▶ [Passage]:
If life is so very paramount, I do not believe it is enough for doctors merely to treat us when we are functioning below the standard operating parameters. I think it is the role of medical researchers to figure out ways of keeping us alive and healthier longer, long before our symptoms linger. As such if I were president of the United States of America I would increase the budgets of the National Institute of Health and I would boosts the National Science Foundation's budget as well. Those organizations discover the things that keep us alive and make life worth living. I would also boost the budget of NASA after all if life is our first almost unalienable right why not look for alien life. Its a leap, but I think NASA is just too cool of a program for it to dwindle into obscurity just because we hope the private sector can do better. Oh yea NOAA should get some greens to study the blues too 'cause what is life without a planet for us to exercise our right on.
In the essay I am exploring all of the aspect of the U.S. government that are connected to our right to life. To me this also means insuring that life as we know it continues to exist that we are not wiped out by war. I am eternally grateful that we have one of the most technologically advanced well funded armies in the world. I do not mind paying for an army to keep our shores and citizens safe. I do whole heartedly object to being kept in a state of fear and using the big bad "them" as a ploy to keeping American citizenry cowed and in a state of fear authorizing anything the government deems necessary as a protection for my safety. I think the previous presidential administration overused and abused its powers of warfare. I think Darth Cheney is far too much like Orwell's Big Brother for my liking. I think it was disingenuous and down right devious of the government to keep us in constant fear of attack by ever present terrorists that turned out not to have weapons of mass destruction after all. I think the government needs to keep us safe, but also informed, at least as much as they can. I am ok with spending big bucks on the military just don't abuse the trust we place in you with that cash in hand.

▶ [Records]:
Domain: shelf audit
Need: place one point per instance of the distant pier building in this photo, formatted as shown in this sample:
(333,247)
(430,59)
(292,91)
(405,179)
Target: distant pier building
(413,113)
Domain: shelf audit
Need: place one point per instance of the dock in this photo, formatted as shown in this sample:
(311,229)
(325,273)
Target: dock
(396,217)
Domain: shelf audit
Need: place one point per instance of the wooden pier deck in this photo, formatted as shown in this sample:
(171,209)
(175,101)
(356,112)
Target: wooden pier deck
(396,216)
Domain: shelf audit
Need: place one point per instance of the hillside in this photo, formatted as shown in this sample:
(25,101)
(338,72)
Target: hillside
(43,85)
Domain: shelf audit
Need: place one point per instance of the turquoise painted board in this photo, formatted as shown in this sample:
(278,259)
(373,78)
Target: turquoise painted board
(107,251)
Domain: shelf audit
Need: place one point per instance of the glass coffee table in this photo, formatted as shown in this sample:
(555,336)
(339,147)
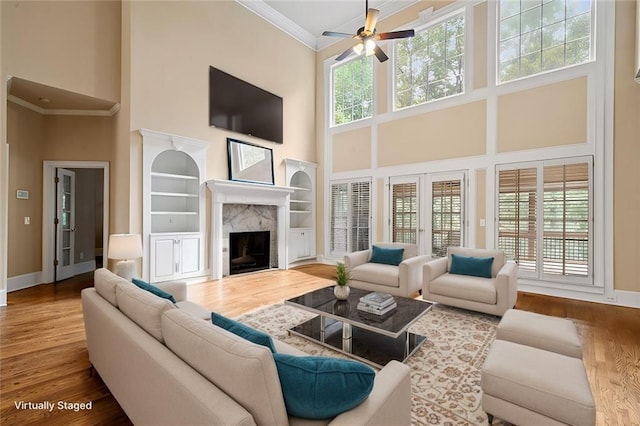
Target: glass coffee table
(374,339)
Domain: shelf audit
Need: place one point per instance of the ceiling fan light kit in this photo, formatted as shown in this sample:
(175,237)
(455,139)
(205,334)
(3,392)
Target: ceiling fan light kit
(367,37)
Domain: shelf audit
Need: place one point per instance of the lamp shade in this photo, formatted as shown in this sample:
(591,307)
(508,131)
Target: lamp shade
(125,246)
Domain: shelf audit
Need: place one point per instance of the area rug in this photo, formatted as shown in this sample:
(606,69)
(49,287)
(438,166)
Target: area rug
(445,370)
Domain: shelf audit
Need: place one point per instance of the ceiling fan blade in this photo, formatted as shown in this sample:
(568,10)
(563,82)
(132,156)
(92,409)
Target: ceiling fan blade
(336,34)
(372,19)
(380,54)
(344,54)
(396,34)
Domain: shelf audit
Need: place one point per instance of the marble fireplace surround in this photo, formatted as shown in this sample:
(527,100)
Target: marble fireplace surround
(244,193)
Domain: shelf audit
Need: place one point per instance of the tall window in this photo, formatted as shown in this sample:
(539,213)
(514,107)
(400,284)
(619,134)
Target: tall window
(547,205)
(430,65)
(542,35)
(404,212)
(446,216)
(352,90)
(350,216)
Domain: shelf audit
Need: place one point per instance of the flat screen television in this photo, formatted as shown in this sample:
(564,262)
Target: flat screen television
(242,107)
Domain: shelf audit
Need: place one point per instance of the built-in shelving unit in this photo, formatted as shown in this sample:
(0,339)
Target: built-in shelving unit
(301,177)
(174,206)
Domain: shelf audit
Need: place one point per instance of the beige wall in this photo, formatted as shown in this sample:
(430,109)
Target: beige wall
(70,45)
(25,134)
(626,154)
(352,150)
(34,138)
(434,135)
(551,115)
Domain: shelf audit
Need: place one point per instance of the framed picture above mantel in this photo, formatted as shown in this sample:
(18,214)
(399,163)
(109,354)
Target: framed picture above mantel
(249,163)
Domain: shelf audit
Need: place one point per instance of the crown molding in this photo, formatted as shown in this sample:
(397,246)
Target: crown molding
(83,112)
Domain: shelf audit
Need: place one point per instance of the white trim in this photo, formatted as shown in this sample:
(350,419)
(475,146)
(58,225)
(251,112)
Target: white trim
(48,209)
(82,112)
(20,282)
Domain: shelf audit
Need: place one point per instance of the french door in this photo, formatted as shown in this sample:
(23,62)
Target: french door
(428,210)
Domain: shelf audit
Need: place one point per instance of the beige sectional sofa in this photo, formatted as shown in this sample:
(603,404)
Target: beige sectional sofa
(165,365)
(489,295)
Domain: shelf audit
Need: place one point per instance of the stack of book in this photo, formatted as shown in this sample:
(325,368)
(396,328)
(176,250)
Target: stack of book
(377,303)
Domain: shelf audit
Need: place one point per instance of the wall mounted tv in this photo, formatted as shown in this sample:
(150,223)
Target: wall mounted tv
(244,108)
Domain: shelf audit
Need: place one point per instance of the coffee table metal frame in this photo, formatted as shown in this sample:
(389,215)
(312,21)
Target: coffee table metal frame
(367,337)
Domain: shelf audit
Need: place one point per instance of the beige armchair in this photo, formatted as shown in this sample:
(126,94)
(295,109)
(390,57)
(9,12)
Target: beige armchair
(401,280)
(493,295)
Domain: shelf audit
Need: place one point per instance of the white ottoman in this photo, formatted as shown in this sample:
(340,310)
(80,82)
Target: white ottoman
(540,331)
(530,386)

▶ [Work to complete]:
In the essay on the right to life, what does the writer say the previous presidential administration overused and abused?

▶ [Solution to the exercise]:
Its powers of warfare.